Entries shown START

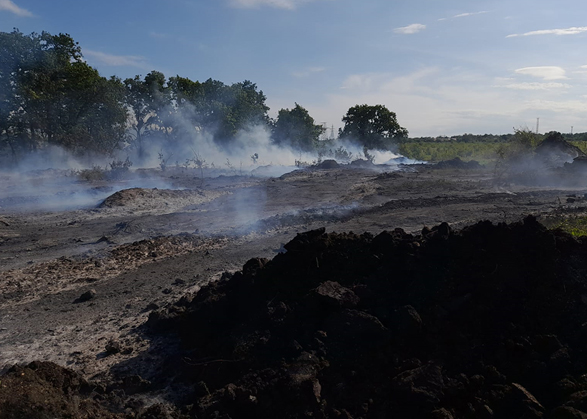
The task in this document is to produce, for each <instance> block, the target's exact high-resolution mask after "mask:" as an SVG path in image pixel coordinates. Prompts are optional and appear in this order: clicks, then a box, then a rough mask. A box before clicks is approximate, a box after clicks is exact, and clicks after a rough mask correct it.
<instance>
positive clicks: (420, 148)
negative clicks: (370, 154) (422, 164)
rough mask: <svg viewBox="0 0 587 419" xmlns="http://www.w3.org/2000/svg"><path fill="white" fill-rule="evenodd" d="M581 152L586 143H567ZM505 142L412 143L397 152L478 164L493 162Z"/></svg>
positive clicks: (412, 156) (583, 149)
mask: <svg viewBox="0 0 587 419" xmlns="http://www.w3.org/2000/svg"><path fill="white" fill-rule="evenodd" d="M569 142H570V143H571V144H573V145H575V146H577V147H578V148H580V149H581V150H582V151H584V152H585V153H587V141H569ZM504 144H507V143H505V142H482V141H479V142H466V143H464V142H456V141H443V142H430V141H413V142H409V143H404V144H400V147H399V152H400V154H402V155H403V156H406V157H409V158H411V159H415V160H423V161H429V162H439V161H442V160H450V159H454V158H455V157H459V158H461V159H462V160H465V161H467V160H477V161H478V162H480V163H483V164H485V163H490V162H493V161H495V159H496V157H497V154H496V153H497V150H498V149H499V147H503V146H504Z"/></svg>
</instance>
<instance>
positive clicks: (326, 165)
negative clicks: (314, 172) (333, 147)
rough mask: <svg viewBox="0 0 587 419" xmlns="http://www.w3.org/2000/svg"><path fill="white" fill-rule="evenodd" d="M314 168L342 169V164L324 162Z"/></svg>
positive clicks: (328, 162)
mask: <svg viewBox="0 0 587 419" xmlns="http://www.w3.org/2000/svg"><path fill="white" fill-rule="evenodd" d="M312 167H313V168H315V169H337V168H339V167H340V164H338V163H337V161H336V160H324V161H323V162H321V163H318V164H316V165H314V166H312Z"/></svg>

Entries shown END

→ Task requirements
Nothing but the lines from the line that contains "152L586 143H567ZM505 142L412" to the last line of the records above should appear in the answer; please copy them exactly.

→ Final answer
rough mask: <svg viewBox="0 0 587 419" xmlns="http://www.w3.org/2000/svg"><path fill="white" fill-rule="evenodd" d="M581 152L586 143H567ZM505 142L412 143L397 152L478 164L493 162Z"/></svg>
positive clicks: (412, 156) (583, 149)
mask: <svg viewBox="0 0 587 419" xmlns="http://www.w3.org/2000/svg"><path fill="white" fill-rule="evenodd" d="M569 142H570V143H571V144H573V145H575V146H577V147H578V148H580V149H581V150H582V151H584V152H585V153H587V141H569ZM504 144H507V143H505V142H482V141H479V142H466V143H464V142H456V141H443V142H430V141H413V142H409V143H404V144H400V147H399V152H400V154H402V155H403V156H406V157H409V158H411V159H415V160H423V161H429V162H439V161H442V160H450V159H454V158H455V157H459V158H461V159H462V160H465V161H467V160H477V161H478V162H480V163H483V164H485V163H490V162H493V161H495V159H496V157H497V154H496V153H497V150H498V149H499V147H503V146H504Z"/></svg>
</instance>
<instance>
positive clicks: (326, 165)
negative clicks: (314, 172) (333, 147)
rough mask: <svg viewBox="0 0 587 419" xmlns="http://www.w3.org/2000/svg"><path fill="white" fill-rule="evenodd" d="M314 168L342 169V164L324 162Z"/></svg>
positive clicks: (328, 162)
mask: <svg viewBox="0 0 587 419" xmlns="http://www.w3.org/2000/svg"><path fill="white" fill-rule="evenodd" d="M312 167H313V168H315V169H337V168H339V167H340V164H338V163H337V161H336V160H324V161H323V162H321V163H318V164H316V165H314V166H312Z"/></svg>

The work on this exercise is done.